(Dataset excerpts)
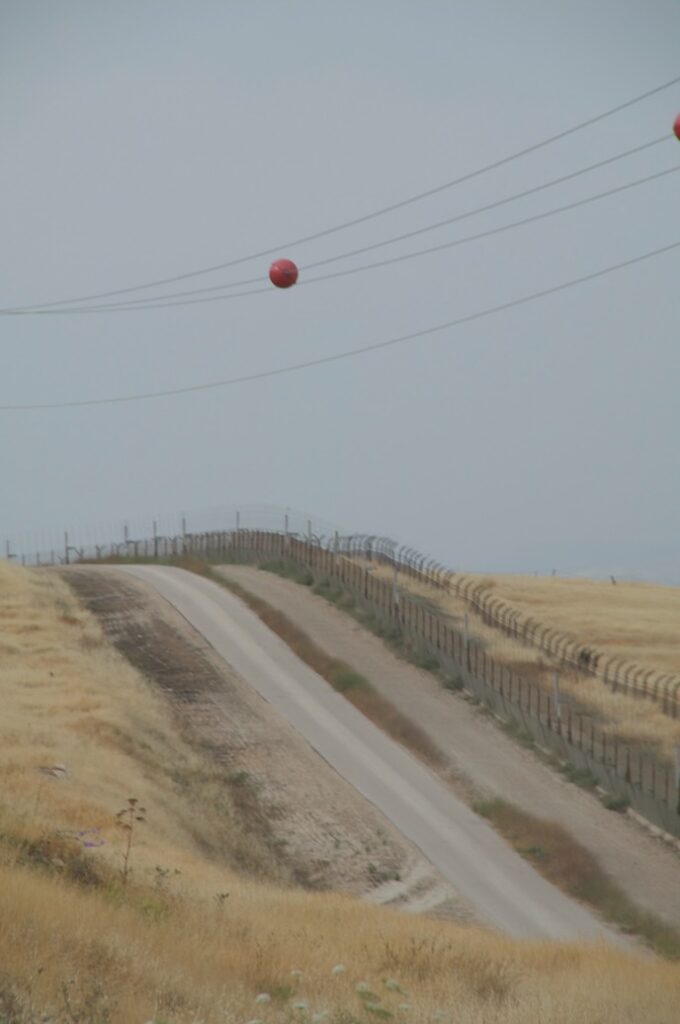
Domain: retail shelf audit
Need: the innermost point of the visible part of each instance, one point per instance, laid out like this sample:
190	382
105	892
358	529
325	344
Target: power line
350	353
150	304
151	301
374	214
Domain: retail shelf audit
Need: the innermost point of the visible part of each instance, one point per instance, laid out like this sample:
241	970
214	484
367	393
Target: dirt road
504	890
478	752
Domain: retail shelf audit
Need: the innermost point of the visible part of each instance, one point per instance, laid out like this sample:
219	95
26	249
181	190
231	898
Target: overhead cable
373	214
347	354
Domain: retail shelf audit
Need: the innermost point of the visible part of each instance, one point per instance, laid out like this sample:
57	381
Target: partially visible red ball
283	272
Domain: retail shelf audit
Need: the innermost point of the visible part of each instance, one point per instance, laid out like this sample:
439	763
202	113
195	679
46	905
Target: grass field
627	620
634	621
81	733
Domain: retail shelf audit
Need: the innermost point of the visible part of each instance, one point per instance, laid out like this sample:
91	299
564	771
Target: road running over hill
506	892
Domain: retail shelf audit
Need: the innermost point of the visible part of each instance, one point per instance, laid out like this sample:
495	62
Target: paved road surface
507	893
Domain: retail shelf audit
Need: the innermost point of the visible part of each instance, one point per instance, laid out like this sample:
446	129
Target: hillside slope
81	733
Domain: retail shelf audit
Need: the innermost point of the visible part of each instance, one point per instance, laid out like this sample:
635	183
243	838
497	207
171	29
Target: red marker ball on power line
283	272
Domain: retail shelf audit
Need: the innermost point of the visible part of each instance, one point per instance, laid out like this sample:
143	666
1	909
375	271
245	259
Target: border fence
630	772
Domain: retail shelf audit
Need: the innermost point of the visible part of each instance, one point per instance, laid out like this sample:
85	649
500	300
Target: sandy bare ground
322	832
482	759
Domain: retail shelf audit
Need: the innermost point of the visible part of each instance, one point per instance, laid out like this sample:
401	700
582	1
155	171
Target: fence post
558	712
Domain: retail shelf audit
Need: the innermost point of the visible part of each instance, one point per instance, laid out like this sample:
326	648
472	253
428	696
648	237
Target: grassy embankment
556	854
630	621
79	944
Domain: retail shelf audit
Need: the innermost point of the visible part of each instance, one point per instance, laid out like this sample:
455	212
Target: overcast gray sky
149	138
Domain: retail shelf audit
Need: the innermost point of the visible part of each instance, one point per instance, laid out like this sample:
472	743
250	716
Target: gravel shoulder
319	832
482	759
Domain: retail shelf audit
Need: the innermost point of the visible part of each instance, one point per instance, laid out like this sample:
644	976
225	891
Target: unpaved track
478	752
287	816
505	891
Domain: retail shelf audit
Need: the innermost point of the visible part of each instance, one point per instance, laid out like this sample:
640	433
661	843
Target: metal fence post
558	712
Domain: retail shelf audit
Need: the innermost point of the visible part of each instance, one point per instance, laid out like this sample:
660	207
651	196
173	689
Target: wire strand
350	353
125	307
151	301
375	213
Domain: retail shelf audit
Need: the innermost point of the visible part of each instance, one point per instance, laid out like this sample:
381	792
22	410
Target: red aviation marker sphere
283	272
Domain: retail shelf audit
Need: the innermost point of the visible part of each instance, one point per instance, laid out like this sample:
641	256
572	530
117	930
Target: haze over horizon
143	141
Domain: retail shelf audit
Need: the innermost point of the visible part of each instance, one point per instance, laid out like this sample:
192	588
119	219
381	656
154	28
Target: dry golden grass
93	950
633	621
630	718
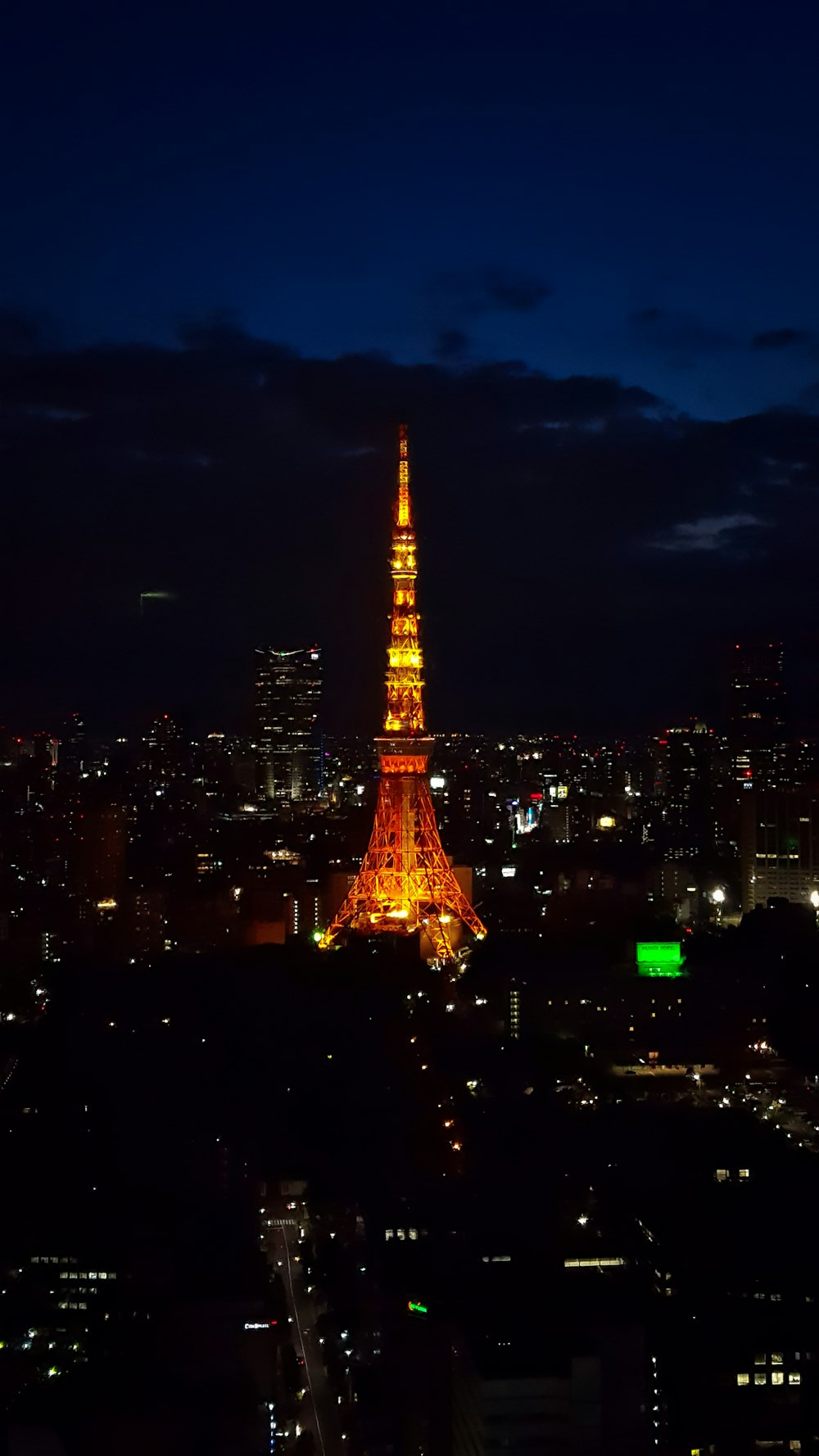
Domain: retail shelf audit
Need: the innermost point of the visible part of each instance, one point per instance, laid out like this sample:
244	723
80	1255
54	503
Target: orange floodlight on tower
405	883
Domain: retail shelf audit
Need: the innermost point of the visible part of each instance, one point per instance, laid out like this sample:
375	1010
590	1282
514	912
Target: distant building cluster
171	842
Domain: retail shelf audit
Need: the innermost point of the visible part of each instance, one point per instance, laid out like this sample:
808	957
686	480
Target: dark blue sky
573	245
346	178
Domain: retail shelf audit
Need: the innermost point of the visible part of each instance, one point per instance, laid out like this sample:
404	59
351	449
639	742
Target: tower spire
404	662
405	883
402	509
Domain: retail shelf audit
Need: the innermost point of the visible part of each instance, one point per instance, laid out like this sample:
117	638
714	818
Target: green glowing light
660	958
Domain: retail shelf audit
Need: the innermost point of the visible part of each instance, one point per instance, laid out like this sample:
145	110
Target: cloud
518	293
452	346
20	332
490	290
681	335
707	533
780	338
256	484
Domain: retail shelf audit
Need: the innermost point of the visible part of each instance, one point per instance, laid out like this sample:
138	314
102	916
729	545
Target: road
319	1407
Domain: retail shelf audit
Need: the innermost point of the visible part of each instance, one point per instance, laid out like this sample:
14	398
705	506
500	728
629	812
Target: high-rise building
779	846
286	730
757	712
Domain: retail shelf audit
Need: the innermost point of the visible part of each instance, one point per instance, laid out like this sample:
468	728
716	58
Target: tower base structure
405	884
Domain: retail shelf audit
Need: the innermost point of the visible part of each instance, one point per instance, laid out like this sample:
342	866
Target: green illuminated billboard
660	958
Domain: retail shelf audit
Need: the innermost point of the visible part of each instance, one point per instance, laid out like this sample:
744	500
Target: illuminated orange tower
405	883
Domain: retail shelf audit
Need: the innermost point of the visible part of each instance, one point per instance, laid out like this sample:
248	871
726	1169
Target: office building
779	846
286	731
757	712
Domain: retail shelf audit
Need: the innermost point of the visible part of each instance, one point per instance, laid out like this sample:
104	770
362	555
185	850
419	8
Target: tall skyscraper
757	711
286	728
779	846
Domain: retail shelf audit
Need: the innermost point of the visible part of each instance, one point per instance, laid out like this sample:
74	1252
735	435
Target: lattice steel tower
405	883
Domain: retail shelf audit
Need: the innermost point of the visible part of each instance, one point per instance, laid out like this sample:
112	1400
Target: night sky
574	246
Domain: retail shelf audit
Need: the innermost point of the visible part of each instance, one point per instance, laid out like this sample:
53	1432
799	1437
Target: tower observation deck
405	884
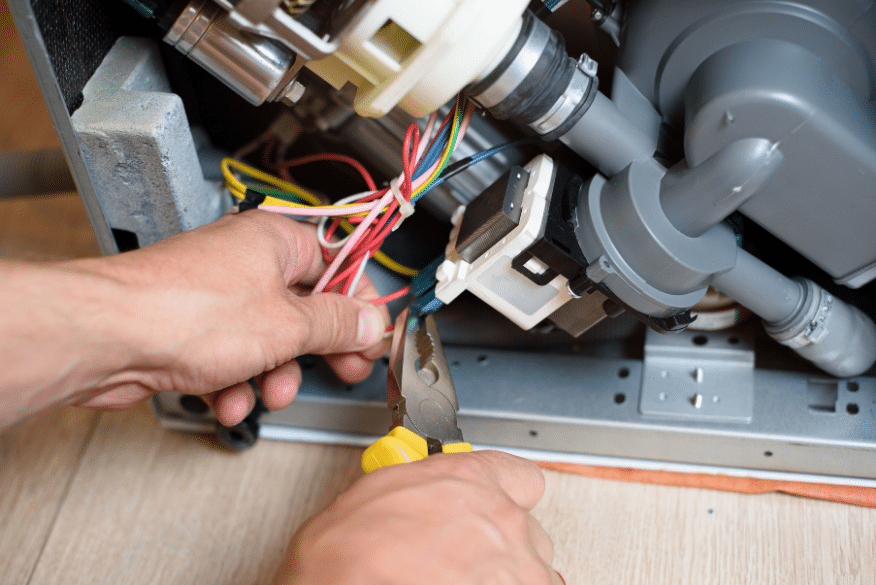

Task directions - Print every entry above verbatim but drop the images.

Answer box -
Domain: retail shelf audit
Need: the innermost point of the visible part of each instance, one point per instance, laid out like this sample:
190	382
105	892
358	529
325	344
Target: power line
350	353
150	304
151	301
374	214
Domain: retail shelf audit
Need: the innermost point of the visible part of each instance, one point per instance, laid out like this sample:
241	970
214	484
367	393
Target: dirt road
504	890
478	752
Domain: retail shelf audit
Need: the innermost point of the visible part of each instance, one point per instance, laid out like this sample:
219	95
26	249
181	190
231	898
Target: overhead cable
373	214
347	354
Domain: retail shelf audit
Need: the innermost point of the visible part of each instance, one point per instance, laid out like this sample:
57	381
Target: partially visible red ball
283	272
Domain: retail shelf audit
Need: the innermost point of the visible part of each instance, one point per instance, laid out like this sample:
439	763
202	113
195	679
46	905
Target: grass field
627	620
634	621
81	733
Domain: retail shelf audit
Need: the innermost point of the visible part of each instance, one point per instance, laid out like this sample:
91	299
564	771
Target: road running over hill
506	892
Domain: retail shelf audit
Need: the innermost point of the visible part of each instance, one point per instance, laid out like this sample:
495	62
Target: paved road surface
507	893
Domain: retail shelf audit
Need: the innermost point of the visible part of each instance, one point per instance, laid out like this sample:
446	129
Target: hillside slope
81	733
Domain: retail shelf audit
Need: the innermost point of the visible part of each instance, one point per instance, laid out like this sample:
635	183
243	838
497	207
171	29
Target: red marker ball on power line
283	272
Domain: retail shelf audit
Need: the innermost point of the visible part of each instance, one point per instance, laid out like this sample:
143	666
1	909
375	271
245	259
Target: border fence
630	772
Domain: retail shelf audit
Need: the innermost point of the visible part of each instance, one point per instance, laid out like this sample:
85	649
500	300
Target: sandy bare ground
322	832
482	759
Domain: retail shelf audit
Need: the innermost point of the visible part of each instance, one point per instance, laid out like this sample:
401	700
582	1
155	171
Target: fence post
558	712
Domain: retail shelf audit
Need: the innermost point of the visible part of each instance, one point per instance, laid out like this sample:
326	648
472	253
428	696
648	237
Target: grassy embankment
556	854
630	621
79	944
Domain: retail shelf audit
Need: the innermost point of the visible part of each instance, one point per instance, laid out like this sample:
455	212
Target: overcast gray sky
149	138
Domain: retail shelf audit
Need: the innermost point of the visible part of each instance, one point per instance, laid out like this sample:
472	743
250	716
Target: gravel shoulder
319	832
482	759
Domain: retail shelf audit
Need: the innermost point of the visible part of each instance, one point per instance, laid out like this sample:
644	976
225	891
Target: unpaved track
478	752
287	816
505	891
Domain: retail shelf audit
Need: the innermost point of the visible part of each instance, one point per instance, laid out like this sample:
640	433
661	843
Target: metal fence post
558	712
Domain: retail shelf audit
Need: the innermost point of the visible part of each instance, one point per instance, laid out like this sample:
660	207
651	196
173	689
Target: wire strand
350	353
125	307
151	301
375	213
Domain: retail shelf audit
Need: the innermost point of the visible part of each instance, one point per instance, laid out like this sample:
381	792
22	410
Target: red aviation marker sphere
283	272
Domain: retail shelf audit
Need: the innermost point of the visible part of each instance, one point per instance, laid out like this sample:
641	256
572	530
117	930
Target: haze over horizon
143	141
Domain: retail shelf audit
Need: the innermost point of the visible part of each instance, one point per instance, laid out like this sample:
192	588
119	219
381	656
154	28
Target: dry golden grass
93	950
633	621
630	718
Domain: retail shelf audit
Need: the innermost point of the visible part of each instance, one point per instance, laid out like this sample:
244	723
80	1255
54	503
Target: orange floodlight on tower
405	883
Domain: retail shelf audit
Need: the innermost point of the visible part of each instance, one point per instance, laid out like this sample:
375	1010
590	1282
514	912
Target: distant building cluster
171	842
Domain: retail shelf audit
Need: the innermost point of the visible part of each instance, one point per instance, laid out like this sample:
808	957
686	480
Target: dark blue sky
573	245
346	178
Domain: retail shelf audit
Need: the innermost point of the visible part of each instance, one point per instance, laid out like this sample:
404	59
351	449
639	742
Target: tower spire
404	662
405	883
402	509
Domain: retail shelf audit
Need: the innermost point of the visible part of each instance, one point per instance, laid out like this sample:
117	638
714	818
Target: green glowing light
660	958
Domain: retail shelf audit
Need: the innermost point of the visible part of each instance, one point per instance, laid out like this sample:
145	110
Target: cloud
518	293
452	346
20	332
490	290
681	335
707	533
780	338
256	484
Domain: retail shelf audit
Need: the innermost point of the visible part of each instance, one point per instance, laid out like this sample:
138	314
102	916
729	545
Target: road
319	1407
Domain: retail shelf audit
Need: the innermost point of the visible part of each instance, one point per instance, laid out like this sample:
14	398
705	506
500	728
629	812
Target: high-rise building
779	846
286	730
757	712
Domain: retail shelf audit
Need: the innermost point of the visible part of each instance, one point per instance, laid out like this sample:
468	728
716	58
Target: tower base structure
405	884
Domain: retail shelf audit
Need: the innermost point of the visible part of each instance, one point per instance, laid out like this sample:
342	866
Target: green illuminated billboard
660	958
Domain: retail shelf audit
Need: the innermost point of the visible part of each instance, one point per instance, laid out like this sample:
744	500
Target: illuminated orange tower
405	883
Domain: retail shelf audit
Need: the innermost point of the visible part of each instance, one point per instance, laid out like this sample:
248	871
726	1169
Target: office building
779	846
286	731
757	712
Domain: retail shelf audit
Need: the innermost point of the visible part of each instance, one point per instance, laid out like this sample:
104	770
362	555
185	850
419	8
Target: tall skyscraper
757	711
286	728
779	846
Domain: retail shelf audit
Need: the innermost point of the visible part of each instance, one point per instance, laid out like this sample:
74	1252
735	435
Target: lattice steel tower
405	883
Domain: retail shelf audit
Need: the innermost point of the visible part of each instance, one point per instance, laid out like this sample:
112	1400
Target: night sky
574	246
Domain: retail shelf audit
Need: the innermost point of the visible part of each instance, one point per instance, laid out like this sample:
53	1432
799	1437
Target: tower observation deck
405	884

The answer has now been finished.